Your goal: Rewrite every line of the material from its start through the line containing "286;121;328;160", inclusive. Rescale only the box coordinates in the answers by multiplying each by 0.85 and rounding to a whole number, with halves rounded up, and leave all other text and numbers as they are.

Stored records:
•••••

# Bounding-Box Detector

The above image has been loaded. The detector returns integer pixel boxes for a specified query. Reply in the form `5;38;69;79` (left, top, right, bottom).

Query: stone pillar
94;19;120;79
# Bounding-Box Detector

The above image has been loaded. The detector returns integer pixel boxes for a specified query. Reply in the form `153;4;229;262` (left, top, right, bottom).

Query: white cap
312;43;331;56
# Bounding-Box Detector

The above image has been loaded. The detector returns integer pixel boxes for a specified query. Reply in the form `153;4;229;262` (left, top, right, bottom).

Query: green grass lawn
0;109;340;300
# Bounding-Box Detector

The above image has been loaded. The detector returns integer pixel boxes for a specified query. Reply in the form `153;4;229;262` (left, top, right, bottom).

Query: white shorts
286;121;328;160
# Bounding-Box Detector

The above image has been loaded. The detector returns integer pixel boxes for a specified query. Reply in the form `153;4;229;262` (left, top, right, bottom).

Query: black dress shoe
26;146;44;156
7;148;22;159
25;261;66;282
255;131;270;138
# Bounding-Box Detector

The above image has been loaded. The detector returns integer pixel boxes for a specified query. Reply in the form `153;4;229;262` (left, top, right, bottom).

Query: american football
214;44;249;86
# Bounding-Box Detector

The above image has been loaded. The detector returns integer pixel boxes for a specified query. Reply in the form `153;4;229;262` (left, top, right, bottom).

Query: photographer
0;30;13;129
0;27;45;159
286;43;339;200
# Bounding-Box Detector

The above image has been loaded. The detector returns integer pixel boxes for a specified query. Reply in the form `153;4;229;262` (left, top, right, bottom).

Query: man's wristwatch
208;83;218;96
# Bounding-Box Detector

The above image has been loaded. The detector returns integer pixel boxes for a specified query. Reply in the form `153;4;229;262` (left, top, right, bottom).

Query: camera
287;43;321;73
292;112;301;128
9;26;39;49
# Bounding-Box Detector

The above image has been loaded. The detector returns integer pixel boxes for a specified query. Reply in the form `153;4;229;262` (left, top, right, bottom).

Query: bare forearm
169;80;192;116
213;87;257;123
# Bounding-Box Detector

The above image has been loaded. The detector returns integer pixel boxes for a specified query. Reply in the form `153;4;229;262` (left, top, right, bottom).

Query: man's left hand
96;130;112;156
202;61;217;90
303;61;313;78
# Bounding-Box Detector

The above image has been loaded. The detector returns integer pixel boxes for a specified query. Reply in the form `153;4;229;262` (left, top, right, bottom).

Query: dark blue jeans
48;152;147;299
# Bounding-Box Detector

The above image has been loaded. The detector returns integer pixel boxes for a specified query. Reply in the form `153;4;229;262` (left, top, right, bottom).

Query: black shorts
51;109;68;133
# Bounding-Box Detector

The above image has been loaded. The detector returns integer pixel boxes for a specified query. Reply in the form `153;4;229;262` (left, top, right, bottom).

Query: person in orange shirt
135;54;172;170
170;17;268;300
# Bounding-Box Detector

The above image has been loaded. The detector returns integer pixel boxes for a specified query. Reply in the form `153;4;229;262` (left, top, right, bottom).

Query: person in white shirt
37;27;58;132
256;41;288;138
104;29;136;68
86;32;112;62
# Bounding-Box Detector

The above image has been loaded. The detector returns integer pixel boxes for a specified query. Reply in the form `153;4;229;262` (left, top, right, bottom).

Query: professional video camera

•••••

Final result:
# Bounding-Box Detector

The above image has been loaded. The detector returns integer pixel boxes for a specified query. Reply in the form `5;38;69;79` (left, top, right, bottom).

Query: stone pillar
80;16;102;67
# Bounding-Box Detector

The above image has been loaded. The detector returns integer pixel boxes for a specified query. Reply in the form `153;4;229;262` (left, top, right, bottom).

Query: white cap
265;37;281;48
# Bounding-Box Detector

The above image has been loaded. The detector returns integer pixel boxes for a specified query. Reply in the form `153;4;229;262` (left, top, right, bottom).

Query: green grass lawn
0;93;289;255
# Bounding-Box Detector

The above image has been loaded. The detector returns integer pixel boxes for a specified query. Reply in the form `153;4;229;262` (left, top, right, bottom).

Query: white shorts
243;103;279;136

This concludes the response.